Stated problem
List every line in the rows below that contains the string "tree", matching case exactly.

Listing
--*--
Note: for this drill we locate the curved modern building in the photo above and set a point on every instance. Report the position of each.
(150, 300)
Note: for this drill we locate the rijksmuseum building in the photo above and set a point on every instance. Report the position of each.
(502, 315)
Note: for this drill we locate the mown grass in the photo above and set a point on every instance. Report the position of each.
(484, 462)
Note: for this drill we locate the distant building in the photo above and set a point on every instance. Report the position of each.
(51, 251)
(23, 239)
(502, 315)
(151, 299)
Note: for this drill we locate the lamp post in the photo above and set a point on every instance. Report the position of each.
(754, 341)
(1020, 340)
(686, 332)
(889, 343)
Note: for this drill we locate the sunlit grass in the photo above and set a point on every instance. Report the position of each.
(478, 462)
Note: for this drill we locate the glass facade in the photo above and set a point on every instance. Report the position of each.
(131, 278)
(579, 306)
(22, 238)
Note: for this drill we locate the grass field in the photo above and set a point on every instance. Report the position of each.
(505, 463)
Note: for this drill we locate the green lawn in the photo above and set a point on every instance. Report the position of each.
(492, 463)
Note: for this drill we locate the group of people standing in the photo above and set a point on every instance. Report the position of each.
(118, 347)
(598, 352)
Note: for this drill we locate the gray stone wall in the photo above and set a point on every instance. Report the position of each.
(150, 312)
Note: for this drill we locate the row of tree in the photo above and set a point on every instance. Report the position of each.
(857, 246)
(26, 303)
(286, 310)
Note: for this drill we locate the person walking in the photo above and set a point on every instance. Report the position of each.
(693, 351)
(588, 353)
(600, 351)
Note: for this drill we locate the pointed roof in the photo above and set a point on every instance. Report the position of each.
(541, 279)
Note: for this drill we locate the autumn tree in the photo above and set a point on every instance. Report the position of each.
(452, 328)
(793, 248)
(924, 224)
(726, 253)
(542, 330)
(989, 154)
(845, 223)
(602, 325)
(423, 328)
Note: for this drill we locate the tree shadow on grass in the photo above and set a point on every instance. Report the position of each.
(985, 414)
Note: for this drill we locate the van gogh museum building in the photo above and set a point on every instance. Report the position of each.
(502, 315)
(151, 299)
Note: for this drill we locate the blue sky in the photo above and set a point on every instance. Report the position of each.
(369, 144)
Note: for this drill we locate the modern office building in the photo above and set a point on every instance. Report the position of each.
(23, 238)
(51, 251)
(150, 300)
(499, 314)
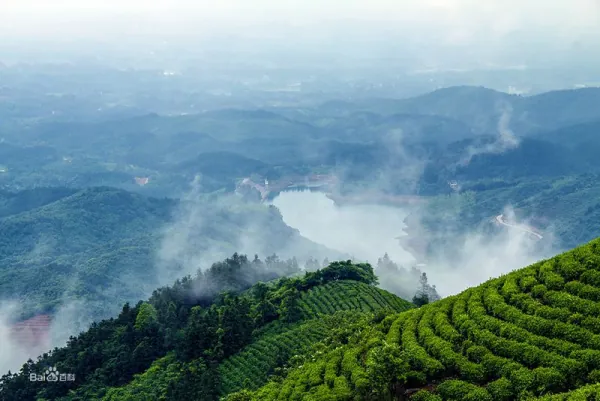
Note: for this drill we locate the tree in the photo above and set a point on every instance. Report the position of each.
(146, 317)
(236, 324)
(425, 293)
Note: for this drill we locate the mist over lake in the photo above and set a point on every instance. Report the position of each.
(364, 231)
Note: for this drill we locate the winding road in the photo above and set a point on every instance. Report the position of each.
(500, 220)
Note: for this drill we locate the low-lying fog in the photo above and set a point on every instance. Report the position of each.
(364, 231)
(369, 231)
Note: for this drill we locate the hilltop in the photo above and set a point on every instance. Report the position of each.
(194, 341)
(103, 245)
(526, 335)
(331, 334)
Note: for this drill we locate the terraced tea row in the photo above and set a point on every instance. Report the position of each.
(531, 334)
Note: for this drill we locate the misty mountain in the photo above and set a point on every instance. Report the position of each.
(481, 108)
(109, 246)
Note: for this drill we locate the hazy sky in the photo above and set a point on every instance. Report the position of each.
(434, 33)
(454, 20)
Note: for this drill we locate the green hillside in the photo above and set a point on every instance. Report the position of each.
(194, 341)
(530, 334)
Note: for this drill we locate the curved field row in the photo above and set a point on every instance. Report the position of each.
(349, 295)
(533, 334)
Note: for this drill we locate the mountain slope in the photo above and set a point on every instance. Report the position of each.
(527, 334)
(103, 245)
(193, 341)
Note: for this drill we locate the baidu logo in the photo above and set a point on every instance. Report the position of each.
(52, 375)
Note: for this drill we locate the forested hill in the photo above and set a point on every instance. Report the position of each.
(103, 245)
(533, 334)
(193, 341)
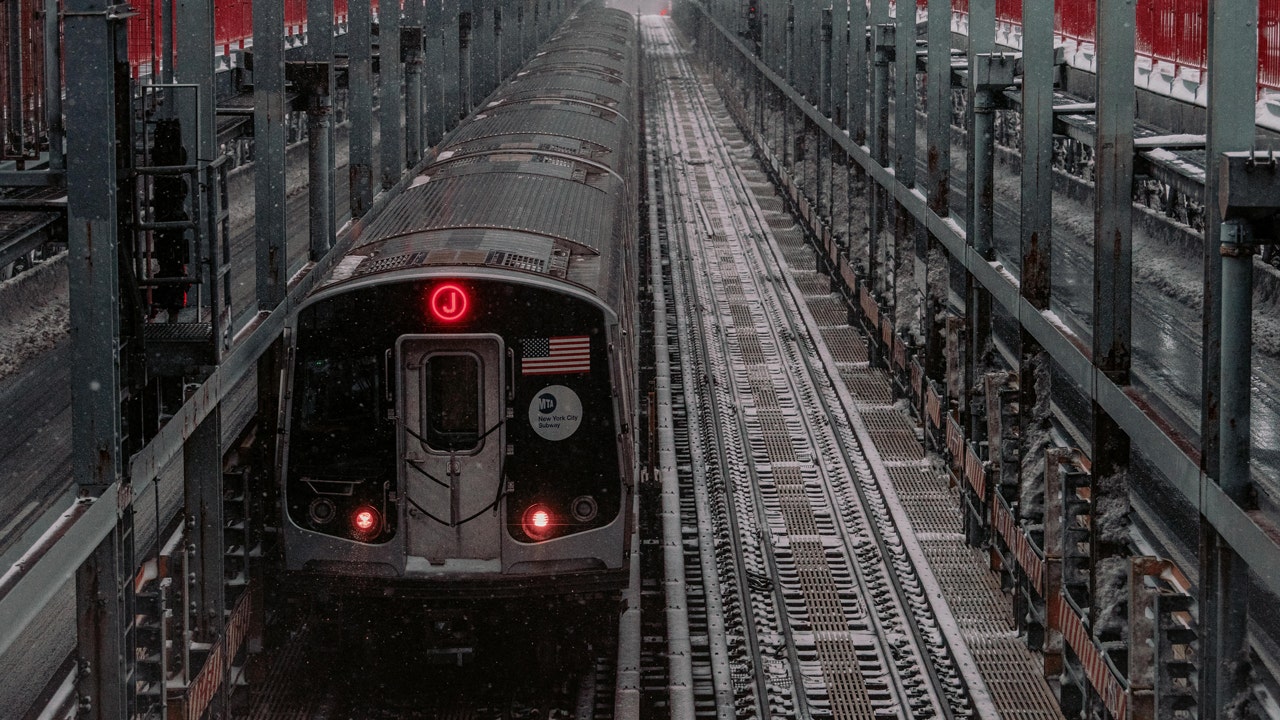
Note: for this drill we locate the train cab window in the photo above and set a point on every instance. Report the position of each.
(452, 404)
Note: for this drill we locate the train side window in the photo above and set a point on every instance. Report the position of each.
(453, 404)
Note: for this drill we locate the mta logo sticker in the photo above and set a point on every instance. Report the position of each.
(556, 413)
(545, 402)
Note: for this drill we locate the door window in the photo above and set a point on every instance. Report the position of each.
(453, 402)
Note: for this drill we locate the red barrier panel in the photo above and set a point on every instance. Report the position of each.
(1269, 44)
(1075, 19)
(31, 104)
(1009, 12)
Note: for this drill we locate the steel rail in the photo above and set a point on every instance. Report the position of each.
(891, 610)
(1253, 537)
(714, 591)
(758, 270)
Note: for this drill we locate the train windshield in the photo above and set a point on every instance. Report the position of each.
(339, 423)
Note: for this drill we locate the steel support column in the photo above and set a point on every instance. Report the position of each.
(1223, 575)
(411, 53)
(883, 44)
(360, 108)
(936, 276)
(202, 470)
(1036, 249)
(824, 63)
(981, 195)
(859, 71)
(433, 58)
(269, 200)
(320, 137)
(391, 82)
(97, 144)
(839, 63)
(466, 21)
(452, 69)
(316, 78)
(1112, 320)
(53, 86)
(904, 156)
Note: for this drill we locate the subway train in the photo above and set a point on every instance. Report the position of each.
(460, 395)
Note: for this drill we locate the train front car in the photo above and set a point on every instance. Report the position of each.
(460, 415)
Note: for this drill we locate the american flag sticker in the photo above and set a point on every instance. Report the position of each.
(556, 355)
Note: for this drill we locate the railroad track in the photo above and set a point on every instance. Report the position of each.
(809, 602)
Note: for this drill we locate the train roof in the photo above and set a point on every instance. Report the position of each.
(536, 181)
(608, 91)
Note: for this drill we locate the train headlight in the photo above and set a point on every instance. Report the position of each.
(584, 509)
(538, 522)
(321, 511)
(365, 523)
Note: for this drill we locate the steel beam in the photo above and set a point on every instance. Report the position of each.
(904, 94)
(360, 108)
(451, 63)
(97, 144)
(840, 68)
(411, 53)
(321, 162)
(53, 86)
(1224, 580)
(1036, 247)
(935, 287)
(988, 77)
(391, 82)
(1112, 318)
(466, 30)
(433, 58)
(883, 44)
(269, 110)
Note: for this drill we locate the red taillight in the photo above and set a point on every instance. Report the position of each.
(365, 523)
(448, 302)
(538, 522)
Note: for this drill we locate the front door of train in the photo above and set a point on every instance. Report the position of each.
(452, 410)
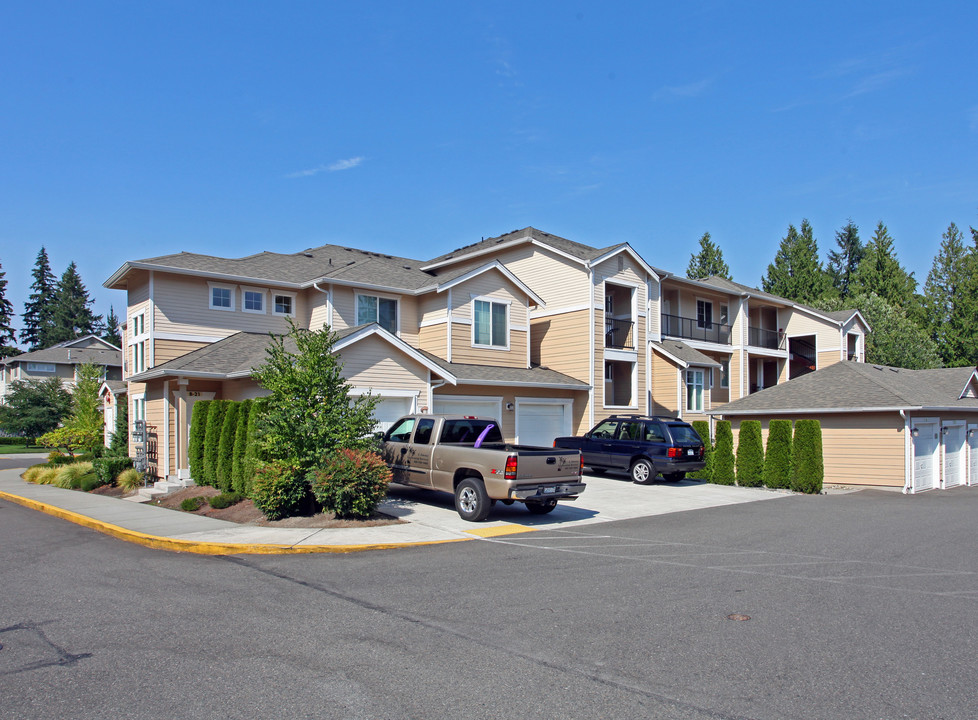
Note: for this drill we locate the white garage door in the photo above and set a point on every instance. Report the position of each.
(458, 405)
(538, 423)
(952, 438)
(925, 468)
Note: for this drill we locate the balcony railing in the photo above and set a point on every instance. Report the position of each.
(619, 334)
(693, 329)
(771, 339)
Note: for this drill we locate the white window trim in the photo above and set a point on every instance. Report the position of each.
(509, 327)
(277, 294)
(263, 293)
(210, 296)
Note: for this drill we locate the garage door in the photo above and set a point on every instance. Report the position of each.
(952, 439)
(485, 407)
(538, 423)
(925, 468)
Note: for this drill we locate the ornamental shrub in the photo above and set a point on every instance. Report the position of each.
(350, 482)
(225, 448)
(723, 459)
(702, 428)
(750, 454)
(240, 444)
(279, 490)
(777, 462)
(195, 445)
(212, 440)
(807, 470)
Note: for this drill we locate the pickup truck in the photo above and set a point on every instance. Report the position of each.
(466, 456)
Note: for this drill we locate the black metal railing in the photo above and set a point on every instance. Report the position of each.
(694, 329)
(759, 337)
(619, 334)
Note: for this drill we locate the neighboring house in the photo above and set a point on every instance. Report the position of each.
(544, 333)
(915, 429)
(62, 361)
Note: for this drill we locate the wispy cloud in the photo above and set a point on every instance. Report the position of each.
(346, 164)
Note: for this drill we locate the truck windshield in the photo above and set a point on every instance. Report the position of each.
(467, 430)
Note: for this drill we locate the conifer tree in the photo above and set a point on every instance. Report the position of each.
(72, 315)
(39, 306)
(843, 262)
(708, 261)
(8, 341)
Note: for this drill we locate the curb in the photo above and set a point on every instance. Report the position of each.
(206, 548)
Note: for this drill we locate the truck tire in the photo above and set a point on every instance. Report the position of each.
(541, 507)
(471, 500)
(642, 471)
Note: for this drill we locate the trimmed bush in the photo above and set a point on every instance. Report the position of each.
(750, 454)
(722, 472)
(807, 470)
(225, 449)
(219, 502)
(212, 440)
(240, 443)
(777, 462)
(195, 444)
(350, 483)
(279, 490)
(107, 468)
(702, 428)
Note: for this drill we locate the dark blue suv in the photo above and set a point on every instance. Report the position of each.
(642, 445)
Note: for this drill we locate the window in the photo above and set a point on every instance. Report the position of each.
(694, 390)
(283, 304)
(704, 314)
(40, 367)
(489, 327)
(382, 311)
(253, 301)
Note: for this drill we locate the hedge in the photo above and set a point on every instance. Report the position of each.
(750, 454)
(195, 446)
(777, 462)
(807, 469)
(723, 459)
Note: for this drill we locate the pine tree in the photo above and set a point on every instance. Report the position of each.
(72, 315)
(39, 306)
(8, 340)
(708, 261)
(843, 262)
(796, 272)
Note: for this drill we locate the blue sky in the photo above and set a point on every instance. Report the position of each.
(129, 130)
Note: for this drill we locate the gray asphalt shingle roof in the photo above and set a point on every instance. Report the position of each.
(861, 386)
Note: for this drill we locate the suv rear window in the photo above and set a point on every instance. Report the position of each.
(681, 432)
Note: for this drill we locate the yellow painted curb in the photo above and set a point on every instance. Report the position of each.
(204, 548)
(498, 530)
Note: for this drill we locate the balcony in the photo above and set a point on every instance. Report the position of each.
(693, 329)
(759, 337)
(619, 334)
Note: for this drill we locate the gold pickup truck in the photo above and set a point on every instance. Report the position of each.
(467, 457)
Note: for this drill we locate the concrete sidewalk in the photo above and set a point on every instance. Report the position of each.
(430, 517)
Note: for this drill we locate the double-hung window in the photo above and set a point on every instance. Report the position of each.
(383, 311)
(490, 326)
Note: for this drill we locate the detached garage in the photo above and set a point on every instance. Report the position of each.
(882, 426)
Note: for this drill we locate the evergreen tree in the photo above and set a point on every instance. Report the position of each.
(39, 306)
(843, 262)
(8, 341)
(708, 261)
(72, 315)
(796, 272)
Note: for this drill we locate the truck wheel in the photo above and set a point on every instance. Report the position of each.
(642, 471)
(471, 500)
(541, 508)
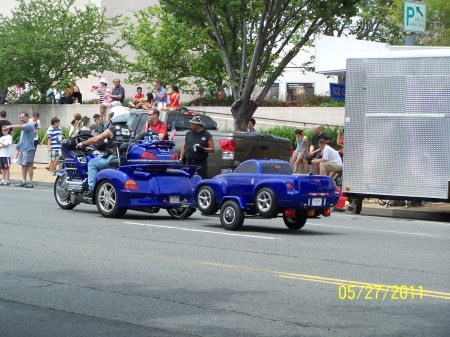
--*--
Result
Note: for this drill we locate the row of tree in the photo above and set a point on every instance. Report the position of each.
Note: for this drill we locate the autumn tree in the photo above and set a point on every instance. Report the position of each.
Note: for this drill we locate the tree shadow on grass in the photo above and set a point on every instance. Report the position of each.
Note: for this drill we locate the tree in the photo above and set a point on every instance. Report the position of each.
Note: for this drill we locate the conifer tree in the photo above and set a point on every instance. Report the position of each.
Note: for this drill we locate the pine tree in the photo above and set a point on every instance. Report the position of each.
Note: for this drill we locate the evergreen tree in the photo above and set a point on every instance. Report the position of each.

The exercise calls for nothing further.